| Required task |
Update the records below by changing "one instance per line" to "one point per line" everywhere, keeping all else the same. Leave out the pictures.

| Provided data |
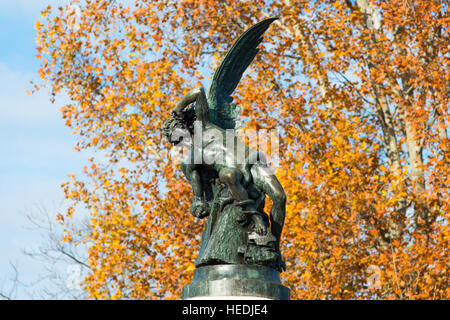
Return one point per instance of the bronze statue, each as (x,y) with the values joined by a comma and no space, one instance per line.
(229,188)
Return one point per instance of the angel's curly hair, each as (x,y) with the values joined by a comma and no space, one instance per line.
(185,121)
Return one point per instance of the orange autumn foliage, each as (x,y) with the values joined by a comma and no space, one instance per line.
(358,91)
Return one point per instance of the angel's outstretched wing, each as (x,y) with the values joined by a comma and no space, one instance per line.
(223,112)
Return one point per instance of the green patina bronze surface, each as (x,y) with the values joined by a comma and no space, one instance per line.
(230,190)
(236,280)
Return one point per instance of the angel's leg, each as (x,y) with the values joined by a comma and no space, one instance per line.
(232,179)
(264,179)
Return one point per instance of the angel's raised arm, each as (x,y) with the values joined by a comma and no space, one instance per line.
(198,96)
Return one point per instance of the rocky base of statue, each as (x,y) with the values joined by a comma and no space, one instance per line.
(231,237)
(242,282)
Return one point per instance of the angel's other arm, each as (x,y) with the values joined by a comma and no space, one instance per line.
(194,179)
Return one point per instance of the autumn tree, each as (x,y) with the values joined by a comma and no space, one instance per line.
(359,91)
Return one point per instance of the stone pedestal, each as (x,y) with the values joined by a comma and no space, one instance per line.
(236,281)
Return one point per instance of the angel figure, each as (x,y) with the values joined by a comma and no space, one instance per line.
(215,114)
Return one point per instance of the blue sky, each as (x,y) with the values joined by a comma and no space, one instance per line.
(36,149)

| Exercise response |
Return one point per instance of the bronze statue, each as (x,y) with the values joined by a comma and no space, one point per line.
(229,188)
Return one point per instance of the angel's curly hair, each as (x,y) with the values joined by a comma and no space, one point per line.
(185,121)
Return one point per instance of the orange autumn foliage, each as (x,y) with the values joined by a comma and no space, one point per line.
(358,91)
Return one point per instance of the angel's outstretched wing, each as (x,y) with the values joined by a comma and no space, one point per line.
(223,112)
Return one point per instance of the green patina bronze surface, each as (x,y) with the values joined by a comma and no space, one point per line.
(230,190)
(236,280)
Return one point per instance of the angel's leg, each as (x,y) with the values joined by a comma and no space, one point per line.
(232,179)
(264,179)
Return one point per instance of the angel's raised arm, each as (x,y) with the values joined by a comma and no space, one point per line.
(198,96)
Return one point per instance of the rocky base of statue, each as (x,y) with the values joined by a comma and no space, one point per line.
(231,237)
(242,282)
Return one point per instance of the angel's other arm, each as (x,y) with the values joined by a comma and no space, one point per line.
(194,179)
Return one point per instance of the autumn tree, each as (x,y) with the values joined by a comma and no space, one point per line.
(359,91)
Return one point per instance of the stone pedestal, each as (x,y) with the values joined by a comma and no space, one point per line.
(236,281)
Return one point per instance of the angel figure, each as (x,y) with the values joined by a comma and no space, one point per line.
(215,114)
Return one point per instance of the blue sky, each as (x,y) with the values joined by a comma and no space, one point per line.
(36,149)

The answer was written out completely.